§ **Work task**
Below are the records; locate each line with the word "column" and copy it.

═══ Provided records

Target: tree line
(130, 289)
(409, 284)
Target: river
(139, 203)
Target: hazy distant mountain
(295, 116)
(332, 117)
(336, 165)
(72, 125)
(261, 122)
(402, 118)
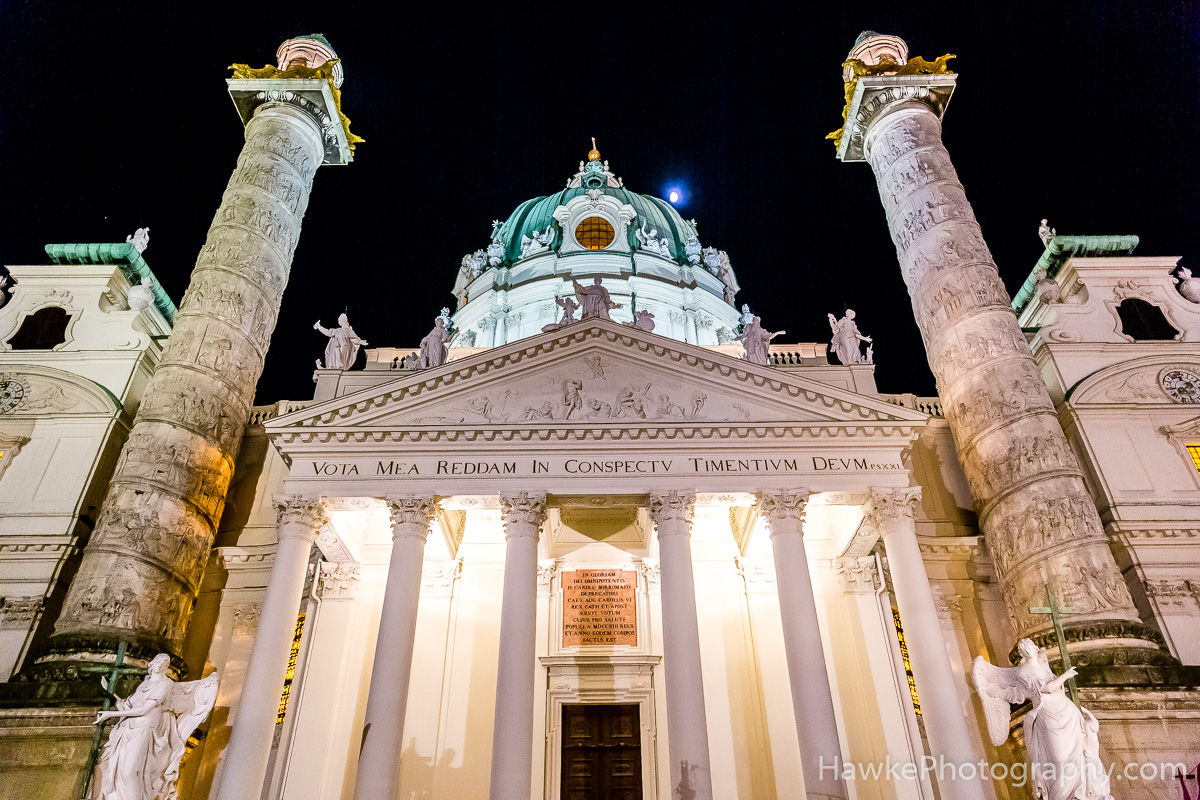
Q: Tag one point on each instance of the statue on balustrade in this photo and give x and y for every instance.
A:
(1062, 740)
(141, 761)
(756, 341)
(343, 344)
(846, 338)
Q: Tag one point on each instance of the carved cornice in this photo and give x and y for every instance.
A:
(784, 509)
(411, 515)
(672, 511)
(299, 510)
(523, 513)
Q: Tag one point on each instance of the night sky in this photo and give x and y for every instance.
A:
(114, 115)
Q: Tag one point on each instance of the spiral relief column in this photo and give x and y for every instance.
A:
(141, 571)
(1038, 518)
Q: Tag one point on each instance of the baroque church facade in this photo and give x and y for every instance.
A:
(612, 541)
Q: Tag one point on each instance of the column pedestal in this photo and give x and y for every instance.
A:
(816, 722)
(300, 519)
(522, 516)
(687, 721)
(383, 725)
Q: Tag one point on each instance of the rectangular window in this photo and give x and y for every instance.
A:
(291, 673)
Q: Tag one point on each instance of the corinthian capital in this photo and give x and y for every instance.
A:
(523, 513)
(669, 507)
(783, 507)
(411, 513)
(892, 504)
(299, 510)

══════

§ **Answer to this exercise**
Q: Tag one point on each instance of the spiral relief column in this photo and give x and y for every instance.
Q: Tag one point on each instance of the column pedestal in this photo and give x and y for every instance.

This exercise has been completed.